Exercise materials.
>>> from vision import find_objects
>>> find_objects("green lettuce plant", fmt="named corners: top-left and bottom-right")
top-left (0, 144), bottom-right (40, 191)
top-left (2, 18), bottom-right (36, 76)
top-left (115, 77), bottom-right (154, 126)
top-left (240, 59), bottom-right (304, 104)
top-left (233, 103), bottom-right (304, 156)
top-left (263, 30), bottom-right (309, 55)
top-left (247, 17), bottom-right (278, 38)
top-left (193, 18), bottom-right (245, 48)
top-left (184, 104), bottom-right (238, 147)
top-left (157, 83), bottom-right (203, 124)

Problem to solve.
Rewrite the lines above, swapping "lettuce" for "cabbage" and leaving everything else unchanged.

Task solution.
>>> from vision import find_objects
>>> find_objects("green cabbage plant", fmt="named corners: top-left and bottom-right")
top-left (0, 144), bottom-right (40, 191)
top-left (2, 18), bottom-right (36, 76)
top-left (115, 77), bottom-right (154, 126)
top-left (240, 59), bottom-right (304, 104)
top-left (233, 103), bottom-right (304, 156)
top-left (263, 30), bottom-right (309, 55)
top-left (247, 17), bottom-right (278, 38)
top-left (193, 18), bottom-right (245, 48)
top-left (184, 104), bottom-right (238, 147)
top-left (157, 83), bottom-right (203, 124)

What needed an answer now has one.